Task item A: Rewrite the Twitter coverage excerpt starting with "And once a few" and going on through "the sudden rush?", replacing "herd" with "crowd".
Task item B:
Answer these questions about the Twitter coverage excerpt:
(i) Who wrote the piece?
(ii) What full date is given for it?
(iii) Among which class of communicators has the service reached a tipping point?
Task item C: Continue the Twitter coverage excerpt from its last sentence.

Excerpt:
And once a few reporters write about something, the herd follows, especially now that the herd is basically a handful of wire services, hundreds of inexperienced interns, and an expanding galaxy of laid-off reporters with blogs. It might be the most predictable phenomenon on the planet, right up there with hyperventilation about scary new diseases that aren’t that dangerous (um) and overwrought dissections of media trends (whoops).
27/09
Written by Chris Magyar
Monday, April 27th, 2009
Everybody’s typing about tweeting, even though most savvy web users grokked, used, and digested the concept of Twitter a year ago. What’s with the sudden rush?
Some of it is Twitter’s own hyping of the race to a million followers, which highlighted the service’s celebrity users, and American media loves it some celebrities. But the other thing the media loves — the one that might really be behind the twitternoia and obsessive “we’re still hip!” coverage from newspapers and TV newscasts clawing at the cliff of extinction — is that the service has reached a tipping point among a very specific class of communicators: PR professionals.

Stored data entries

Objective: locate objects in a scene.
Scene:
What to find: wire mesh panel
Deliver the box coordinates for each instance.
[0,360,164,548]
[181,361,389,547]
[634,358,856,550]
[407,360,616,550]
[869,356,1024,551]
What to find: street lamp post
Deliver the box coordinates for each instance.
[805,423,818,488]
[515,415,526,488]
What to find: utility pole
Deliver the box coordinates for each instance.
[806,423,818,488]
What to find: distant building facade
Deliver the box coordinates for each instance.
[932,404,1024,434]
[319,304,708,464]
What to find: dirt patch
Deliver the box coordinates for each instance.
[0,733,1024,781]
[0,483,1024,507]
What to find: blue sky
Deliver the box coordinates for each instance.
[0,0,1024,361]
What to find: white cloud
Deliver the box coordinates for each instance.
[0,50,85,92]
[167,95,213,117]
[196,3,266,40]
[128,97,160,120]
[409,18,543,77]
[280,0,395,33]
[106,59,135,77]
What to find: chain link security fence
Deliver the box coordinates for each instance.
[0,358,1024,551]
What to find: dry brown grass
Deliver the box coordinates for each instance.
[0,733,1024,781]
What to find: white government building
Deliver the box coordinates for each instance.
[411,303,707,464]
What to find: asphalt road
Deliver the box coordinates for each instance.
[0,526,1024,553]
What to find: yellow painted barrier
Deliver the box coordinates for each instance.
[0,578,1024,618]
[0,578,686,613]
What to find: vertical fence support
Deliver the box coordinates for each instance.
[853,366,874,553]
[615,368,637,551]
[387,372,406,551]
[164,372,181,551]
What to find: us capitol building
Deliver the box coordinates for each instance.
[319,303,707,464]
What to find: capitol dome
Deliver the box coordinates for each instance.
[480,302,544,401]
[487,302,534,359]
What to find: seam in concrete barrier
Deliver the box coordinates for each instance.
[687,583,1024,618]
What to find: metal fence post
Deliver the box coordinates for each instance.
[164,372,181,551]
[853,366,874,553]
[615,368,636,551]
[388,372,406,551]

Reply A:
And once a few reporters write about something, the crowd follows, especially now that the crowd is basically a handful of wire services, hundreds of inexperienced interns, and an expanding galaxy of laid-off reporters with blogs. It might be the most predictable phenomenon on the planet, right up there with hyperventilation about scary new diseases that aren’t that dangerous (um) and overwrought dissections of media trends (whoops).
27/09
Written by Chris Magyar
Monday, April 27th, 2009
Everybody’s typing about tweeting, even though most savvy web users grokked, used, and digested the concept of Twitter a year ago. What’s with the sudden rush?

Reply B:
(i) Chris Magyar
(ii) Monday, April 27th, 2009
(iii) PR professionals

Reply C:
I don’t know how the mythical Average Reader would feel if they ‘found out’ what a large percentage of media stories are driven by PR froth. I do know how irked and defensive most reporters get when this is pointed out. I don’t mind admitting that I rely on PR. I get far more interesting story ideas from PR folks than I do from freelance writers, and on today’s editorial budget, I’ve never had a staff to create in-house brainstorming to counteract the tide of PR info.
Does this plain fact indicate nefarious forces at work? Or does it point to just how much good, important work PR professionals do? I’ll leave such judgments to people with more active Twitter accounts than mine.
However, it does mean that I’m in a position to judge how much Twitter activity is really newfangled PR, and the answer is: LOTS. The service has shifted in recent months from proto-blogging of entirely useless information to professional peddling of mostly useless information. PR presence on Twitter is enormous. If you are a heavy Twitter user, and chasing down follow counts as fast as you can, chances are you’ll fill out your Census profession with PR or Marketing later this year.
And why not? It’s a tremendous venue for unfiltered PR (a flavor of marketing that is two ethical slips away from spam). Plus, it adds a nice quantitative number to the size of a PR professional’s reach. Where once a firm might brag about the size and quality of its media contacts, now it only has to point to its Twitter stats.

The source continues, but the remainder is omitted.